Pluies

1995
38 mn
Format : 35 mm, noir et blanc
Prix de la jeunesse et Mention Spéciale du Jury au Festival de Vendôme 1997

photo du film Pluies photo du film Pluies photo du film Pluies photo du film Pluies photo du film Pluies photo du film Pluies

Un homme et une femme mariée vivent à l'automne la dernière journée de leur amour, qui est aussi la plus belle.

Le paradoxe de l'amour, donné, ravi ensuite. Un film sans histoire, confié à la pudeur d'un instant qui contient l'épaisseur de tous les autres. Comme la fin qui s'enroule autour du début, la fin déjà contenue dans le commencement.

Extrait de l'article de Christophe Chauville dans le magazine Bref

A travers la dernière journée de la relation d'un couple (Marie Bunel et François Marthouret), Véronique Aubouy traque les signes de fin sous l'apparence de la félicité et travaille au corps à corps, serait-on tenté d'écrire, la notion de temps, avec une construction elliptique assez fuyante. Elle met en place un dispositif ouaté, où la vie semble ralentie, les contours des choses floues, les individus en état de vacances. Les sons et les paroles n'y ont pas tous la même intensité et du coup, ne prennent pas même valeur pour l'oreille qui les entend. Et l'eau... douches, averses... tombe sur les corps et les imbibe comme pour mieux les préparer à la révélation des ces instants, tout à la fois uniques et porteurs de toute une vie.

A l'intérieur de cette mise en scène, en effet, chacune des deux moitiés du couple représente une subjectivité d'appréhension de la relation et d'interprétation des événements - amoureux ou autres. Deux subjectivités distinctes, qui ne s'éloignent pas sous nos yeux, mais dont la dualité s'exprime imperceptiblement à l'attention directe de nos sens.

Qu'est-ce qui fait que le couple se disloque ? L'imminence du retour du mari de la femme ? Le départ prochain de l'homme pour New-York ? Leur possible volatilité des sentiments, devinée au détour d'un plan ? Une perversité ludique de cette bourgeoise qui prend un plaisir visible à s'exhiber à son amant sous le regard envieux d'un autre homme ? Rien n'est explicite, le spectateur voyage et se laisse gagner par la fascination trouble de ce cinéma d'essence nettement littéraire, volontiers proustien (lui ne s'appelle-t-il pas Charlus ?).

Elle, qui se nomme Anna, peut évoquer celle de Chantal Ackerman, dont les rendez-vous, eux aussi, partaient il y a vingt ans à la recherche du temps perdu et de la nature du sentiment amoureux.

Interview de Manuel Samoqueira, membre du jury de la jeunesse du festival de Vendôme 1997

Le jury de la jeunesse a surpris les habitués du festival en attribuant son prix à Pluies de Véronique Aubouy. Récompenser ce film, qui n'est pas « facile » était un choix courageux qui méritait quelques mots d'explications de la part d'un des membres du jury composé d'élèves du lycée Ronsard, Manuel Samoqueira.

* [DONNÉES AFFICHÉES]

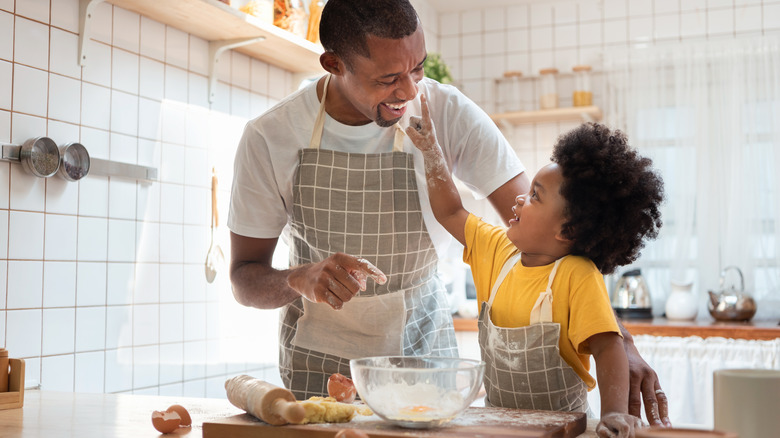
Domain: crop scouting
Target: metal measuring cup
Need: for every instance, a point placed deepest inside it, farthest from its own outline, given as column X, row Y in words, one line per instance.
column 74, row 161
column 39, row 156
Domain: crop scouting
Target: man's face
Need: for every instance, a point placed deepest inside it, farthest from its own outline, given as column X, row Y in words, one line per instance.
column 378, row 88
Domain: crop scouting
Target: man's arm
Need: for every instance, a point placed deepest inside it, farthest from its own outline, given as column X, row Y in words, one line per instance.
column 443, row 195
column 334, row 280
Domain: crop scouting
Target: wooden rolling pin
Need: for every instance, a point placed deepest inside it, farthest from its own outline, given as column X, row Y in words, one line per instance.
column 276, row 406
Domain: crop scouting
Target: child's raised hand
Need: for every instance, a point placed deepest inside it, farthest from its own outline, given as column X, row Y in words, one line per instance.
column 617, row 425
column 420, row 129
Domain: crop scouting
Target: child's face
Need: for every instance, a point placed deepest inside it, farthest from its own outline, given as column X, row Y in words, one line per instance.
column 539, row 215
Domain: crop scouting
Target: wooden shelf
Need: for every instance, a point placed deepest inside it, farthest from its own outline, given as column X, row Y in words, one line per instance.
column 213, row 20
column 705, row 328
column 579, row 113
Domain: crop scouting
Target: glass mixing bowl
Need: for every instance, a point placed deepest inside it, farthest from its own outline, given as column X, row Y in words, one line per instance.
column 417, row 392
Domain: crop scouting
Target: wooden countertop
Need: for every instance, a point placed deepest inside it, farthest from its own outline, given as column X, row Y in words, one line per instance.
column 78, row 415
column 705, row 328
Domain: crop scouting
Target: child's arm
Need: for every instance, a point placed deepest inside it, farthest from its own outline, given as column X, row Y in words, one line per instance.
column 612, row 376
column 445, row 199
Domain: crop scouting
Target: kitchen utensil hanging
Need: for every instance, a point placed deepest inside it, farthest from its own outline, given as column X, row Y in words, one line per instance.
column 74, row 161
column 38, row 156
column 215, row 258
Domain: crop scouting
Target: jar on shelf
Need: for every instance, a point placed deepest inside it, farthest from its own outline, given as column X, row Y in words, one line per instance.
column 583, row 95
column 291, row 16
column 315, row 13
column 548, row 89
column 262, row 9
column 508, row 91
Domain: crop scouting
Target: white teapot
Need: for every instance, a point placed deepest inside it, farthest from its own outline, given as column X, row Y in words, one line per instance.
column 681, row 304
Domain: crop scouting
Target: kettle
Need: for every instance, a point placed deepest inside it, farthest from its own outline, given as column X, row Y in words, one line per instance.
column 631, row 298
column 731, row 304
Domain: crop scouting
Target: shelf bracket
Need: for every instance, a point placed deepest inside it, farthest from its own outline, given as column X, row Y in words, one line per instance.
column 86, row 9
column 215, row 50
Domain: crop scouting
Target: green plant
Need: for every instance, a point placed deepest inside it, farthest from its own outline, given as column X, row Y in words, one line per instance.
column 436, row 69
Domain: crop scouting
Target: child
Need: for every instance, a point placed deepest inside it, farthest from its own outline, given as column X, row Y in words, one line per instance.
column 544, row 304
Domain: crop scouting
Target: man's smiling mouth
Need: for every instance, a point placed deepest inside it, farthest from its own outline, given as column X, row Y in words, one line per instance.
column 397, row 106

* [CONSIGNE] Recopiez mot pour mot le texte sur le film Pluies, de « A travers la » à « toute une vie. ». Les données ne servent à rien ici.

* [RÉPONSE]
A travers la dernière journée de la relation d'un couple (Marie Bunel et François Marthouret), Véronique Aubouy traque les signes de fin sous l'apparence de la félicité et travaille au corps à corps, serait-on tenté d'écrire, la notion de temps, avec une construction elliptique assez fuyante. Elle met en place un dispositif ouaté, où la vie semble ralentie, les contours des choses floues, les individus en état de vacances. Les sons et les paroles n'y ont pas tous la même intensité et du coup, ne prennent pas même valeur pour l'oreille qui les entend. Et l'eau... douches, averses... tombe sur les corps et les imbibe comme pour mieux les préparer à la révélation des ces instants, tout à la fois uniques et porteurs de toute une vie.